[start Record excerpts]

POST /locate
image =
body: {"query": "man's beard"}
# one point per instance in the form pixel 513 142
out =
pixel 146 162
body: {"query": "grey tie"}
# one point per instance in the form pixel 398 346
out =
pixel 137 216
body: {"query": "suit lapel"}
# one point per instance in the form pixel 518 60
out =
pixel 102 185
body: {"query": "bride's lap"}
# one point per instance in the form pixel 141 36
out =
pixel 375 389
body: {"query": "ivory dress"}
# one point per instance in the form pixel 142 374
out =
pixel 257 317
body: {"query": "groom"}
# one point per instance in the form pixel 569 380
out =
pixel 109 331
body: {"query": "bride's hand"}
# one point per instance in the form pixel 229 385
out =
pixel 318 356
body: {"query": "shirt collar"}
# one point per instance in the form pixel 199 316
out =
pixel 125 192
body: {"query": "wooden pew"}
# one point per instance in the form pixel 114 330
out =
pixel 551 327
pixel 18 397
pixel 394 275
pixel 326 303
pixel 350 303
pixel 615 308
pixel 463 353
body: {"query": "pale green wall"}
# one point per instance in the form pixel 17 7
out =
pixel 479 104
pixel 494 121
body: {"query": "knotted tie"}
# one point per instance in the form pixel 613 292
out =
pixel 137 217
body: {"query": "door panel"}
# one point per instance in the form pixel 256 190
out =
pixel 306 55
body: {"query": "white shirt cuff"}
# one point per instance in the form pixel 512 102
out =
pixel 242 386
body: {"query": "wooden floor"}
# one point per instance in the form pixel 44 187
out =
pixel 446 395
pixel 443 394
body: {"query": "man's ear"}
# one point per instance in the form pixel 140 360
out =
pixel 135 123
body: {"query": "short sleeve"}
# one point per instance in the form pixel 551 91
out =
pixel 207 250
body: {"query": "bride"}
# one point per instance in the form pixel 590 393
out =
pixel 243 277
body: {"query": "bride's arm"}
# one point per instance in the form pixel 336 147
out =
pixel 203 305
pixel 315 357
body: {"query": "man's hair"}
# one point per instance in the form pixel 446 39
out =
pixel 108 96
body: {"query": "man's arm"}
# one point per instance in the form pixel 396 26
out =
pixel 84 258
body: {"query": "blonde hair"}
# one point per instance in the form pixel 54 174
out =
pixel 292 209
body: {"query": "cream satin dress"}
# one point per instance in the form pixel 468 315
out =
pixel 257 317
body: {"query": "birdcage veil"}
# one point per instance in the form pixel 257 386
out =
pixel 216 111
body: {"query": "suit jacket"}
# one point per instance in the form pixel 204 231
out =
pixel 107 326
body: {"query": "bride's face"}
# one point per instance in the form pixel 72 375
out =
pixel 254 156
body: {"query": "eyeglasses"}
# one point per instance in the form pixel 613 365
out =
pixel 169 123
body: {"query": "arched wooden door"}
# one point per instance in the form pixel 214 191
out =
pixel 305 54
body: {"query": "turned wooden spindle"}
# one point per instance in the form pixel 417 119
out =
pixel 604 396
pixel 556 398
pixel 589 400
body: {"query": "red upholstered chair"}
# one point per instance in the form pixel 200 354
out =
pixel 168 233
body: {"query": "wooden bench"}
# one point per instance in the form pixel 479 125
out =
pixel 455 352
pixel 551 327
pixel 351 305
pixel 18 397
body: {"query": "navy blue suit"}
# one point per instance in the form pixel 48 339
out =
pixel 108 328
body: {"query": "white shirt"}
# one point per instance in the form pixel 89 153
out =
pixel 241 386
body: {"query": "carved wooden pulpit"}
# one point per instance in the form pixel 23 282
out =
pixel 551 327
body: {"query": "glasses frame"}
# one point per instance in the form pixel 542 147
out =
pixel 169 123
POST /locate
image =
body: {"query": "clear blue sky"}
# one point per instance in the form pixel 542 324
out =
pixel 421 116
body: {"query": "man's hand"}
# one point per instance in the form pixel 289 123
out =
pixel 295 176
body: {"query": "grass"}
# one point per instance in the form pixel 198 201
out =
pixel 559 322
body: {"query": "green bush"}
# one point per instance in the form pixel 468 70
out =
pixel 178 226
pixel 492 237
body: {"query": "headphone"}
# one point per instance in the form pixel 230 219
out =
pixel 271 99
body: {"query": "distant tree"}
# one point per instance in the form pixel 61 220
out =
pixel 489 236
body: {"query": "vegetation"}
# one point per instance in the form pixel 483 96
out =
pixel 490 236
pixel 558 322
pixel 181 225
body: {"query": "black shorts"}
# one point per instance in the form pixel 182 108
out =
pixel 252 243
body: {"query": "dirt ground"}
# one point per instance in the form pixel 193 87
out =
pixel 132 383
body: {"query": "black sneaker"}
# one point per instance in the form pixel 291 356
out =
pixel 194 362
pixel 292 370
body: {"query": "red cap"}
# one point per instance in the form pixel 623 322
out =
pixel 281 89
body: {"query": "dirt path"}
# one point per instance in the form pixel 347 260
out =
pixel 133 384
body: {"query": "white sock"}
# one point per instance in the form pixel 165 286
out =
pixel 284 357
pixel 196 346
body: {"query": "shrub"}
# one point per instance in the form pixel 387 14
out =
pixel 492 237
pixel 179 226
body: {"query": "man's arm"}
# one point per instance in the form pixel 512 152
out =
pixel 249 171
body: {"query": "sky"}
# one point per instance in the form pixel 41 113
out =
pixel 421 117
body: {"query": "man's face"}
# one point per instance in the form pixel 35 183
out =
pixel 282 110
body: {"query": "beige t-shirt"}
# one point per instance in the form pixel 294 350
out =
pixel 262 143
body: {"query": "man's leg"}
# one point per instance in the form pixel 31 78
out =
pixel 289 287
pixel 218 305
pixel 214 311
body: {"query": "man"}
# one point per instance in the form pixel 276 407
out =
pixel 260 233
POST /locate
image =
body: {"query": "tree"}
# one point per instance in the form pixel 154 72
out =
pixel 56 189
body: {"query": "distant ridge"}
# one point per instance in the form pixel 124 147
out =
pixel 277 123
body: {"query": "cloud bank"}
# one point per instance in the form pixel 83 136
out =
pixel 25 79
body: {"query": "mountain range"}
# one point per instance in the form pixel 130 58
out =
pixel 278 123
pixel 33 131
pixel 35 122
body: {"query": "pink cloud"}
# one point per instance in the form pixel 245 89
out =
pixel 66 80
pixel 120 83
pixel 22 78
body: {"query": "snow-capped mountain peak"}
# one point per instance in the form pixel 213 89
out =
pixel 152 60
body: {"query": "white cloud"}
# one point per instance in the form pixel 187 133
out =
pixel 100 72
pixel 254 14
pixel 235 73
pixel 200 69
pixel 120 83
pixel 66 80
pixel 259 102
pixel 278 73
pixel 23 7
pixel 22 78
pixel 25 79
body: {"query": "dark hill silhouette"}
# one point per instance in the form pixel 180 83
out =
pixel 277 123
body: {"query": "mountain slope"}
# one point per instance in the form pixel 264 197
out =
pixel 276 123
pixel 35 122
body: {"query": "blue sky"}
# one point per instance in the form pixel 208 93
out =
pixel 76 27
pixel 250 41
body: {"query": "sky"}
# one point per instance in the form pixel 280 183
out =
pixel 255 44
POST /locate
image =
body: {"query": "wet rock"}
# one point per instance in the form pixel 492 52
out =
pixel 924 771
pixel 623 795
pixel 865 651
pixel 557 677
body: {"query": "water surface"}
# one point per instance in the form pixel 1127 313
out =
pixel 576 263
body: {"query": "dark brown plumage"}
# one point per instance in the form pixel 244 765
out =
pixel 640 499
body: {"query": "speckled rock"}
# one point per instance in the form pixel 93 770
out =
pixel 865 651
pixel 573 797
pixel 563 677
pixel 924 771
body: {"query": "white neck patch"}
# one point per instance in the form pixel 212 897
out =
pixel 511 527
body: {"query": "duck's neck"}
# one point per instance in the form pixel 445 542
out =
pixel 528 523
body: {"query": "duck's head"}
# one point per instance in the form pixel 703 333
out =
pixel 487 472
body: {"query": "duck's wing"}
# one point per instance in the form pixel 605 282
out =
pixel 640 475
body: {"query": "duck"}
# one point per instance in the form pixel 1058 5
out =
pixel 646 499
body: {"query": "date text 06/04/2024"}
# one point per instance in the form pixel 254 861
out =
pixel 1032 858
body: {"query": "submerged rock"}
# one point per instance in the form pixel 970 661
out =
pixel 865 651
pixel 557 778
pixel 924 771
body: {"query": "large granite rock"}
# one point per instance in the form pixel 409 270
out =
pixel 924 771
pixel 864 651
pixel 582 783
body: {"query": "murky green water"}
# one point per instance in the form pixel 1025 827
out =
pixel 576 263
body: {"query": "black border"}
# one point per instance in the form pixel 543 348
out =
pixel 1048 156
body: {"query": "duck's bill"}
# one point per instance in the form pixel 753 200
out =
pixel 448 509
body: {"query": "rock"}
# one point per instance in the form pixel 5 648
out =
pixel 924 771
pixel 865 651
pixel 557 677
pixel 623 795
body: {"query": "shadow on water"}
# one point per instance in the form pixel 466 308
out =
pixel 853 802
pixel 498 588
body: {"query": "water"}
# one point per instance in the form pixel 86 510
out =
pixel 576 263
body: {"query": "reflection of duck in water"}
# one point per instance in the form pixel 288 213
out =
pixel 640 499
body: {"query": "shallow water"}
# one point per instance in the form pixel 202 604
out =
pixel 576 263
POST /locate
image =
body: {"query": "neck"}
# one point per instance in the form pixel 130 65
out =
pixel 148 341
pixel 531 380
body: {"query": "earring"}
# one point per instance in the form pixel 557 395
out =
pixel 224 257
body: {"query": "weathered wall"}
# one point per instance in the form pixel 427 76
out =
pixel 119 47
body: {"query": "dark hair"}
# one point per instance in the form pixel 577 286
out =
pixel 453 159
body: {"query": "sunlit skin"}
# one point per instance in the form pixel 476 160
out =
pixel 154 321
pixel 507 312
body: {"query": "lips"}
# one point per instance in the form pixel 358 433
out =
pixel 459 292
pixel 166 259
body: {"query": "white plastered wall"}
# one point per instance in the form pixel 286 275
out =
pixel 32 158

[end Record excerpts]

Your objective:
Lay out the records from their first line through the line holding "pixel 102 185", inclusive, as a Markdown table with the columns No. and Line. Give each line a row number and leave out blank lines.

Answer to this problem:
| No. | Line |
|---|---|
| 1 | POST /locate |
| 2 | image = |
| 3 | body: {"query": "man's beard"} |
| 4 | # one point per instance in the form pixel 513 142 |
| 5 | out = |
| 6 | pixel 146 162 |
| 7 | body: {"query": "grey tie"} |
| 8 | # one point per instance in the form pixel 398 346 |
| 9 | out = |
| 10 | pixel 137 216 |
| 11 | body: {"query": "suit lapel"} |
| 12 | # one point per instance in the form pixel 518 60 |
| 13 | out = |
| 14 | pixel 102 185 |